_Exercise objective_
Print the lines of the records below word for word, with the pictures left out.

_Entries_

- - -

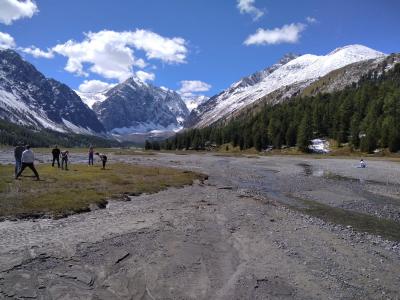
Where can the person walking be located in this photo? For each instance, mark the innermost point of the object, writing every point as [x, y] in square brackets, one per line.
[56, 156]
[64, 160]
[19, 148]
[103, 158]
[362, 164]
[28, 158]
[91, 156]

- - -

_Exercise result_
Where can the person walking be located in this photo? For each instance, mark the innermost point of the object, writing every point as [x, y] in square brackets, one per line.
[56, 156]
[64, 160]
[19, 148]
[103, 158]
[362, 164]
[28, 158]
[91, 156]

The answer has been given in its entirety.